I have to be honest: I’m tired of social media. Instagram, Twitter, Facebook, all of it! I think we’re all stocked on algorithm-driven timelines, so I’m never too excited when a new app joins the herd. That feeling was the same when I heard about BeReal, a supposed anti-Instagram that’s spreading like crazy.
Over 20 million people have downloaded it so far, with hundreds of thousands joining in a day’s time. I was skeptical of the hype, so I asked my fellow Blogiwriters to test it with me. But before I get into their reviews, here’s how BeReal works.
What is BeReal?
BeReal is a French app that dropped in 2020. The app only lets users post once a day, preferably during a 2-minute window that comes at a random time. If you post late, the app tells everyone just how late you were. There are no filters, there’s no algorithm, and each post shows the view from your front and back camera, leaving little room to hide. Also, and this is the kicker, you can’t see your friends’ posts until yours is up, too. Yeah, it’s very different.
Now that you know the gist, here’s our team’s take on whether BeReal is really worth it.
Cassey (@blogilates), Rating: 6/10
The fact that you only have to post once a day makes the anticipation exciting, almost like a game! On the other hand, everyone’s hopping on at the same time, so sometimes I miss my 2 min window because the app is crashing. The front and back cam situation is scary and makes it tough to get a good angle on BOTH sides (which is the point). It’s fun to do with friends, but I think they need to gamify it and give you more points for how quickly you post, and then decrease points for late posts! Now that’s the realest!
Jen-Ai (@jen.ai), Rating: 8/10
I feel the realest on BeReal. I love that it hits you at random times, and there are definitely moments when I’m like, “Wow, this would be a great BeReal moment,” but like life, you can’t control it. Social media has become so curated, and as someone who is a “one-sided” social media user (it takes me a lot to even like someone else’s post), I love BeReal. It’s quick, easy, and you feel comfortable in your own realness because everyone is showing that version of themselves.

**Supplied information**

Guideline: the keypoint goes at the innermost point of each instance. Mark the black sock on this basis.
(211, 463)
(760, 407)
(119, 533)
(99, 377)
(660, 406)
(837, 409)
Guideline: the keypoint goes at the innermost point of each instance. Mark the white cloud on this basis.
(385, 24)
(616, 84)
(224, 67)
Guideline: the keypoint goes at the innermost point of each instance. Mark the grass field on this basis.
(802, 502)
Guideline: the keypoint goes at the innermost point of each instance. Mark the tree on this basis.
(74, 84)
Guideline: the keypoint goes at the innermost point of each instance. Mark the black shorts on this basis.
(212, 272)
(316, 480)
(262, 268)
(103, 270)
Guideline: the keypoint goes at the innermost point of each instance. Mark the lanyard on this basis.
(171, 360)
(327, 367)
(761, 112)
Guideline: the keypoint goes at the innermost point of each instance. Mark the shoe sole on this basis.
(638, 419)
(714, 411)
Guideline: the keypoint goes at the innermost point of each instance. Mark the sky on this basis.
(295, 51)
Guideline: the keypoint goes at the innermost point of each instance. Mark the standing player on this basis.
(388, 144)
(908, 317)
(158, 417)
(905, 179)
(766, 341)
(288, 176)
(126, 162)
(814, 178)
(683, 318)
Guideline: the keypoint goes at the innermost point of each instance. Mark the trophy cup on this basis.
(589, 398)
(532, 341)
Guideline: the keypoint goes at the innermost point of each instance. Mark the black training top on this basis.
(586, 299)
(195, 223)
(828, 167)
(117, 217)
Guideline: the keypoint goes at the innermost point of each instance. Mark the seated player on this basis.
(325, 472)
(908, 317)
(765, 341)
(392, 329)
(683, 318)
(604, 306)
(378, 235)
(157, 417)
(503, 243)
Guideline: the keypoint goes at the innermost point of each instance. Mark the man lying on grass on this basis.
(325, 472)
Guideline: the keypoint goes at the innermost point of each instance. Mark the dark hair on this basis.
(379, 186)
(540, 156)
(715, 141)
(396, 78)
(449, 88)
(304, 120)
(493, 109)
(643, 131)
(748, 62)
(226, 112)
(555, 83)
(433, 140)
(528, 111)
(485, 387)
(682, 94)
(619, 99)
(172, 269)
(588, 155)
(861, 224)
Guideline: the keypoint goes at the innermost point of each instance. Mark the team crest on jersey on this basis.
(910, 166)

**Work to do**
• A. From the BeReal review, return the passage between "BeReal is a" and "really worth it.", inclusive.
• B. Translate this sentence from the BeReal review into Spanish: "The app only lets users post once a day, preferably during a 2-minute window that comes at a random time."
• C. Pick up the BeReal review after its final sentence and keep writing it.
The material was taken from a separate source.

**The replies**
• A.
BeReal is a French app that dropped in 2020. The app only lets users post once a day, preferably during a 2-minute window that comes at a random time. If you post late, the app tells everyone just how late you were. There are no filters, there’s no algorithm, and each post shows the view from your front and back camera, leaving little room to hide. Also, and this is the kicker, you can’t see your friends’ posts until yours is up, too. Yeah, it’s very different.
Now that you know the gist, here’s our team’s take on whether BeReal is really worth it.

• B. La aplicación solo permite a los usuarios publicar una vez al día, preferiblemente durante una ventana de 2 minutos que aparece en un momento aleatorio.

• C.
Also, maybe this is kind of weird, but I love seeing the other parts of people’s lives that don’t make it infeed. Their taste in interior design, what they really do at 8 p.m. on a Thursday—it’s enlightening… or creepy? You decide. One thing that has actually creeped me out is that you can see people’s EXACT locations if they let you. I don’t love that, and the fact that there are like zero settings in their app is confusing.
Jennifer (@jenjohnson6120), Rating: 2/10
BeReal, I wanted to like you, but you wronged me the moment you took that front-facing photo without asking, and you only asked me to BeReal when I was asleep. This app made me realize that I’m more of a consumer than a creator of personal content, and sparked some probably overdue inner self-reflection as to WHY?
This could be because sharing photos of myself is outside my comfort zone. I really struggle with perfectionism, and the dual camera shot made me feel not in control of the image I’d be sharing. But let’s rewind. I used to be in a work environment where 2-3 days out of the week, I was in a fit room with co-workers who would stand in front of a mirror in their underwear and pick themselves apart.
These women were beautiful, successful, and seemed to “have it all.” I thought, “If she looks like that, and is saying such horrible things about her body, I shouldn’t feel so great about myself.” I experienced this every week over the course of 10 years and it did a number on my psyche and self-confidence when it comes to body image. So, while I didn’t like this app experience, I do have gratitude for it causing me to realize that I have some internal work to do to heal and move forward.
Kristen (@k.klochko), Rating: 7/10
At first, I thought, “This is stressful!” because I’m not always ready for it. I didn’t even think that was a weird thought process because social media is so focused on being curated with peak-life moments. Now, I think it’s funny! Being in east coast time, sometimes I miss the posting window because I’m already asleep. However, the moments I do post in the window are hilarious. Seeing a snapshot of your friends and what they’re doing at the same exact moment is the fun of it. It makes the day-to-day feel celebrated.
Overall, I think this could create a shift in social media and our mindset of life as a whole. Let’s not live for the Instagrammable moments, but the in-between times when we’re working, hanging out with friends, doing laundry, etc. That might be too much pressure on one app… I guess we’ll see.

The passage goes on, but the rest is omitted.